Exercise tasks>
- 1) In the post titled "Completely Unrelated," why does the boy want the writer to attend his parent-teacher interview?
- 2) Output the passage of the post titled "Completely Unrelated" from "Like always, there's" up to and including "This looks promising.".

Article>
▬▬▬▬▬▬
Completely Unrelated
And, on the last few pages of "The Heptameron" I'm stricken with inspiration.
Stricken, I say, because it's not so uncommon, these fits, and I hastily grab a pen and paper (conveniently beside me) to make my notes.
Like always, there's 90% of the project, the idea, the painting, play or novel, done. But the remaining 10% is as elusive as ever, and I marvel at how completely unrelated it is. I mean, the inspiration vs the book I'm reading, vs the paintings I'm painting, vs the dreams I'm dreaming and the company I'm keeping, it's completely unrelated. So I make my notes and puzzle on how to complete it, to be added to the hundreds of notebooks of things begun and left unfinished.
***
Today, in the mail "Magic and Mystery in Tibet", I've been waiting for it. And at exactly the right time, as I finish up my book. This looks promising.
***
The boy wants me to attend his parent-teacher interview. Partly because he's done well, partly because he's hoping it'll explain his social awkwardness. The teachers have nothing bad to say and I'm careful to act the role of the concerned and normal parent. He's shocked I can pull it off, but I tell him: "You're not the only one who's studied drama...", and to make matters worse his teachers now mention my carefully "carelessly" dropped comments about his taste for death-heavy-metal, Marilyn Manson posters and dark basements; they "know" him now and he's furious that he's not winning any sympathy...
▬▬▬▬▬▬
[Excerpts from point annotation data]

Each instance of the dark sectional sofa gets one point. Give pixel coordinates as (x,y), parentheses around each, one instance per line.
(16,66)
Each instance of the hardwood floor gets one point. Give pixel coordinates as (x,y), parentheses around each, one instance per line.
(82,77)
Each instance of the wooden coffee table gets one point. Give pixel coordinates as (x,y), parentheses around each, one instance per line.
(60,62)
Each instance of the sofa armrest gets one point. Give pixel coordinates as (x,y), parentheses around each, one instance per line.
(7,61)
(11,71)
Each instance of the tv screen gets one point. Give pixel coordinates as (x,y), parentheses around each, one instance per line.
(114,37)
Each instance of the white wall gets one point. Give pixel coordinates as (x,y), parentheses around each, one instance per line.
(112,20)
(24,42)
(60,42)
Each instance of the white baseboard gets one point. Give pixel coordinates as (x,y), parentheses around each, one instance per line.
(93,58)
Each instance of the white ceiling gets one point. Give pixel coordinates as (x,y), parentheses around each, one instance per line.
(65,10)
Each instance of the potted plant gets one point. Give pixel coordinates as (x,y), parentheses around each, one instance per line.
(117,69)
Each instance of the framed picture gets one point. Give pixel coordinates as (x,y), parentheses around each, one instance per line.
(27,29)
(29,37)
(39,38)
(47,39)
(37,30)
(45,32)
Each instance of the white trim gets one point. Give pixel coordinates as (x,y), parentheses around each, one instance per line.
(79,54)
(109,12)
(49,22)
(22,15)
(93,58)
▬▬▬▬▬▬
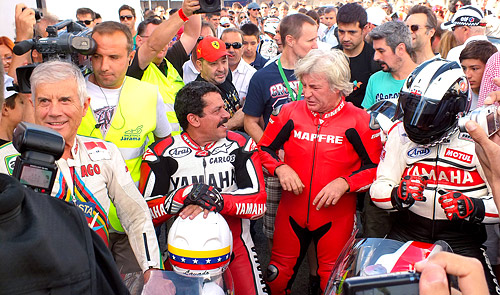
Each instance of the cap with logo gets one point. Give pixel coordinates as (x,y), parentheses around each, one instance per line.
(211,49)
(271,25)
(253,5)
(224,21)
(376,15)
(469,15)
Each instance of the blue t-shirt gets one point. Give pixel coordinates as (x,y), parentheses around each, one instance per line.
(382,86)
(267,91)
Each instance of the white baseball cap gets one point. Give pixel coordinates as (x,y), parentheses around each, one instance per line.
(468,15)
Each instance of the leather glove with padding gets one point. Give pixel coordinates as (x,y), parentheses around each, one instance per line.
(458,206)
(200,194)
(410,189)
▬▬▬▬▬▬
Answers per task>
- 1) He wants the writer there partly because he has done well. He also hopes the interview will explain his social awkwardness.

- 2)
Like always, there's 90% of the project, the idea, the painting, play or novel, done. But the remaining 10% is as elusive as ever, and I marvel at how completely unrelated it is. I mean, the inspiration vs the book I'm reading, vs the paintings I'm painting, vs the dreams I'm dreaming and the company I'm keeping, it's completely unrelated. So I make my notes and puzzle on how to complete it, to be added to the hundreds of notebooks of things begun and left unfinished.
***
Today, in the mail "Magic and Mystery in Tibet", I've been waiting for it. And at exactly the right time, as I finish up my book. This looks promising.